> Task brief:
Copy out all the entries below with "photograph" replaced by "image" wherever it occurs, keeping everything else the same and leaving out the pictures.
[start]
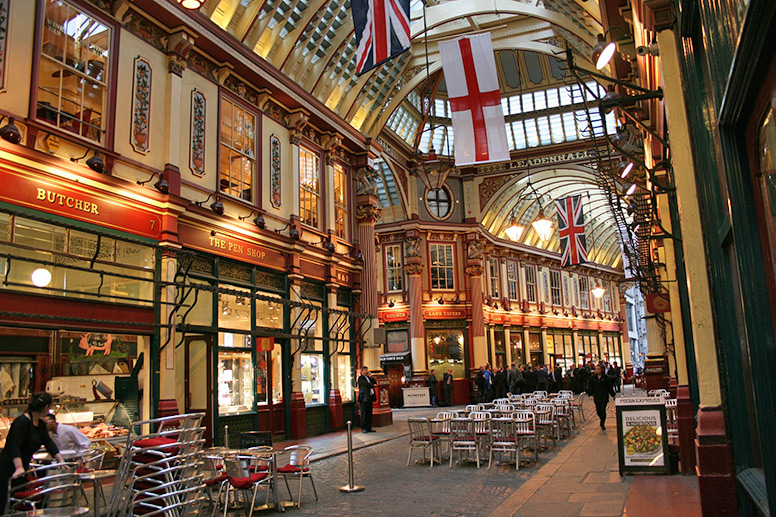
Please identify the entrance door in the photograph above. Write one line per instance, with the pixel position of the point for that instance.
(199, 381)
(395, 372)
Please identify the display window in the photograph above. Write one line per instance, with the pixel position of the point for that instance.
(235, 382)
(445, 351)
(312, 379)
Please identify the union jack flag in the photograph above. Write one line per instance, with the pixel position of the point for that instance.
(571, 229)
(382, 31)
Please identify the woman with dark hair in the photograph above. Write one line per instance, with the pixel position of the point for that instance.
(27, 433)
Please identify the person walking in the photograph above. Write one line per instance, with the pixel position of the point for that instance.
(26, 435)
(600, 388)
(447, 388)
(366, 396)
(432, 387)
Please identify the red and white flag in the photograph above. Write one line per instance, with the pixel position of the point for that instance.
(475, 100)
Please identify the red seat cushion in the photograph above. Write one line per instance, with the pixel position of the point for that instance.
(247, 482)
(291, 469)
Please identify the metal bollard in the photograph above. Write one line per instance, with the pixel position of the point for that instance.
(351, 487)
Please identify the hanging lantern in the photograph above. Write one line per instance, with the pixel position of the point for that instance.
(543, 226)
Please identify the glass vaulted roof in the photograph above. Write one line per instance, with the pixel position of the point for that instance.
[end]
> Exercise response:
Please identify the entrance door in the image above. Write one line per instance, with the pixel position of the point for that instance.
(199, 381)
(395, 372)
Please identify the display window in the image above. Write one line per instance, with the pixel position of the point for that instance.
(235, 382)
(445, 351)
(312, 379)
Please identify the union jack flag in the image above. Write one line per instance, with the pixel position of the point for that instance.
(571, 229)
(382, 31)
Please identify the woman with dark hair in the image above. Write one line per instance, with the pixel position of the point for that instance.
(27, 433)
Please identify the person walking in the image above. Write one line per instance, with the pixel position of the point for that instance.
(26, 435)
(600, 388)
(447, 388)
(366, 396)
(432, 387)
Please identify the red and white flag in the image above. Write one line per instance, with the pixel position of the point for that instance.
(475, 100)
Please identify the red seat cushion in the image above. Write one line per instance, with the pixel position of the point for that instance.
(247, 482)
(291, 469)
Please identify the metal bollard in the image above. Write one line per instance, with the pixel position of the point for that instance.
(351, 487)
Please identify the hanging lantern in the image above. Write one line per instance, with the pixel position of the point for that instance.
(543, 226)
Please identify the glass vaulted roof in the image above. Write one line per instance, with the pixel position of the point for that instance.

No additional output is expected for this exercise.